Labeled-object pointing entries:
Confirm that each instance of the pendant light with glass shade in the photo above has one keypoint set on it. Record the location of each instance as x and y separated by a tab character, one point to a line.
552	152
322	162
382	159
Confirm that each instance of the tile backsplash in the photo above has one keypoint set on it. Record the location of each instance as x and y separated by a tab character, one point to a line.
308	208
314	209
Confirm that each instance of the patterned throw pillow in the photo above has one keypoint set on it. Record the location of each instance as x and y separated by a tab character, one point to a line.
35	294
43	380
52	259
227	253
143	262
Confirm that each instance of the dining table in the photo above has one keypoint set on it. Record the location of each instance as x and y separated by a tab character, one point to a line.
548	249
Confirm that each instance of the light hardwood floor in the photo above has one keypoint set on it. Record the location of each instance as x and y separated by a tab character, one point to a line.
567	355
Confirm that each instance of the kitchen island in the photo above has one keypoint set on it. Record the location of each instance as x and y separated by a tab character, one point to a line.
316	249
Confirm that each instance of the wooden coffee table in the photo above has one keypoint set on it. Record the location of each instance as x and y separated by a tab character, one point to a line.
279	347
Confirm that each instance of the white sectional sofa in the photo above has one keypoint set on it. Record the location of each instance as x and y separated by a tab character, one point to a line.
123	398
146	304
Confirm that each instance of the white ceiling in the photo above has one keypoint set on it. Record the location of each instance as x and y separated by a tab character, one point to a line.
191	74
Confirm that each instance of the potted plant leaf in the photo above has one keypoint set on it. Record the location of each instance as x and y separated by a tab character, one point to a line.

WHAT YOU NEED TO DO> With both ends included, please retype exactly the lines from the line containing "Confirm that each instance of the white sectional" to the final line of the data.

SOLUTION TO THE EXERCISE>
Confirm that each instance of the white sectional sofa in the photo above has one keypoint set on it. Record the location of each instance as x and y separated by a tab character, one point to a line.
123	398
146	304
Confirm that each instance of the white ceiling in the photo above has one keypoint set on it. Record the location of each instance as x and y separated by a tab character, one point to a line.
191	74
Confirm that each instance of the potted plant leaf in the photo above has one keypoint set on it. Record the location of each instance as x and y separated by a tab character, one point to a line.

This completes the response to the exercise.